Locate the line containing "Spot the headphone headband" in the material below; repeat it and every line after it, exactly as written.

(Point placement records)
....

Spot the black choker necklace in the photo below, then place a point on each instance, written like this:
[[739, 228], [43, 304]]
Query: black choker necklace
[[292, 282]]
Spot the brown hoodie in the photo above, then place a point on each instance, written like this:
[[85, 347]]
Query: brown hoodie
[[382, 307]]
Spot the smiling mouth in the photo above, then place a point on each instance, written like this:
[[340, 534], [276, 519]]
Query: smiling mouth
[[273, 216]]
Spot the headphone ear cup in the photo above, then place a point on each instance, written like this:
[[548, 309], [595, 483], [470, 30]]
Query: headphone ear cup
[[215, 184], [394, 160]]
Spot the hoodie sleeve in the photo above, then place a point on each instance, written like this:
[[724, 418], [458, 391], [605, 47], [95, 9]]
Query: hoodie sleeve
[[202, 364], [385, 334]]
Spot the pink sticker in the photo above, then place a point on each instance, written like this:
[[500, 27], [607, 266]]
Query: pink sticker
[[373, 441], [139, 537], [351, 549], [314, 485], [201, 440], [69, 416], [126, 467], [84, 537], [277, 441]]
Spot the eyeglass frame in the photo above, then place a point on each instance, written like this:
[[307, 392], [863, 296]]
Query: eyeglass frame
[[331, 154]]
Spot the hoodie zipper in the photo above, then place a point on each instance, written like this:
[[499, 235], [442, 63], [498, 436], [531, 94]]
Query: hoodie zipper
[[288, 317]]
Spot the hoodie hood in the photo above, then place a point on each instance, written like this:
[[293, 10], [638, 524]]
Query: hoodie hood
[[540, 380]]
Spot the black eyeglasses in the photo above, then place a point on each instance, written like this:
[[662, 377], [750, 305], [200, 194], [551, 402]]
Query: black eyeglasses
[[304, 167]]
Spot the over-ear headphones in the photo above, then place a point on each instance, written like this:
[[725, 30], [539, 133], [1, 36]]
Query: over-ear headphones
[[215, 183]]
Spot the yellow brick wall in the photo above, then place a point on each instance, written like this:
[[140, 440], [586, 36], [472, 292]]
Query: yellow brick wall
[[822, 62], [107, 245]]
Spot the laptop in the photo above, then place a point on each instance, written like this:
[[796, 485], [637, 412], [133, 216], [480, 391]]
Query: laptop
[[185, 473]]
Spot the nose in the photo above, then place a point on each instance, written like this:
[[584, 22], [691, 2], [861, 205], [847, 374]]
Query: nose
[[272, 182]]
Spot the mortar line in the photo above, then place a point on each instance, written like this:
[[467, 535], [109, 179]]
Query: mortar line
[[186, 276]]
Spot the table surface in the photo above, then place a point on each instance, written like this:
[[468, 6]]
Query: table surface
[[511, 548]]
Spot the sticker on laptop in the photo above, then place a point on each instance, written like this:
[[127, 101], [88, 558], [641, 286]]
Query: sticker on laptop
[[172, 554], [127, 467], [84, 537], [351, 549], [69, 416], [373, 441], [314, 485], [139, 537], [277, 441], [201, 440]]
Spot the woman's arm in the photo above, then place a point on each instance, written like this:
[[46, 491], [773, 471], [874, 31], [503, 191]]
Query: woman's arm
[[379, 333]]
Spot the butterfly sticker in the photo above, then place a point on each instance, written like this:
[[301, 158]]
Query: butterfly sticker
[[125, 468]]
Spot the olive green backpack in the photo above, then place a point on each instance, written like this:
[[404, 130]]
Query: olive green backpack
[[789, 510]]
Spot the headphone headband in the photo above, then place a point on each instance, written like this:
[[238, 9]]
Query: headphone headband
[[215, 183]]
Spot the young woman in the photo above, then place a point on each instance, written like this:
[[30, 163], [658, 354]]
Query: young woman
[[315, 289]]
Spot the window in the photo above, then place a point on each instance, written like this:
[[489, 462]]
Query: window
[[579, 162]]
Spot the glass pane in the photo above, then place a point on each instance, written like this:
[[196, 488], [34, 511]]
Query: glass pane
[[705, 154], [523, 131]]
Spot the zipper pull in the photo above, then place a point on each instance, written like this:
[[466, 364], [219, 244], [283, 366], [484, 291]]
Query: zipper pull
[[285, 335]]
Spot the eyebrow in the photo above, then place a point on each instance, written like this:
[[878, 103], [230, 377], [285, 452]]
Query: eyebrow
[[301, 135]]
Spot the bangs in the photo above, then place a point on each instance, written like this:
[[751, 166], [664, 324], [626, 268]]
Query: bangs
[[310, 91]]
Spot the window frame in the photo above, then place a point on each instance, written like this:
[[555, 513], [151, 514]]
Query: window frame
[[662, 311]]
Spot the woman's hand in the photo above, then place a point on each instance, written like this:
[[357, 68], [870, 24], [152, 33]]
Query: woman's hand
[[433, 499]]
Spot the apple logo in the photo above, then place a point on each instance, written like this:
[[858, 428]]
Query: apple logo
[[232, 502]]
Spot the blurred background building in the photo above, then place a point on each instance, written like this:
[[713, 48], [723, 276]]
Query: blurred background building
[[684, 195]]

....

## Output for this task
Spot the headphone headband in the photo above, then place a point on each instance, written like this:
[[238, 9]]
Query: headphone headband
[[215, 183]]
Spot the young woman in the photo above, then place a point on each instance, written like this:
[[30, 163], [658, 354]]
Query: young woman
[[315, 289]]
Spot the window in the photo above, then place a point on each instance, written like this:
[[489, 462]]
Query: window
[[579, 162]]
Spot the glass pane in the photo above, then place a point on each instance, written like this:
[[196, 488], [34, 511]]
Query: glass pane
[[705, 154], [523, 131]]
Spot the zipper pull in the photo above, then place a point on each instance, written like this:
[[466, 364], [219, 244], [283, 366], [484, 291]]
Query: zipper pull
[[285, 335]]
Spot the eyebrow in the photo above, then place a point on each instance, written like this:
[[878, 103], [230, 377], [285, 452]]
Query: eyebrow
[[301, 135]]
Spot the bangs in the photo above, then place a point on each instance, written like this:
[[751, 166], [664, 324], [626, 268]]
Query: bangs
[[310, 91]]
Spot the window frame in the photo above, then place a point on each instance, written like this:
[[555, 513], [151, 514]]
Query: window frame
[[662, 311]]
Spot the woman's hand in the photo above, then place a point on each instance, written like this:
[[357, 68], [870, 24], [152, 33]]
Query: woman's hand
[[433, 499]]
Spot the apple logo in the photo above, then place a point on each instance, written like this:
[[858, 428]]
Query: apple logo
[[232, 502]]
Spot the blurred background building in the photo above, then place a point on each instance, written like this:
[[713, 48], [723, 276]]
Query: blurred background building
[[684, 195]]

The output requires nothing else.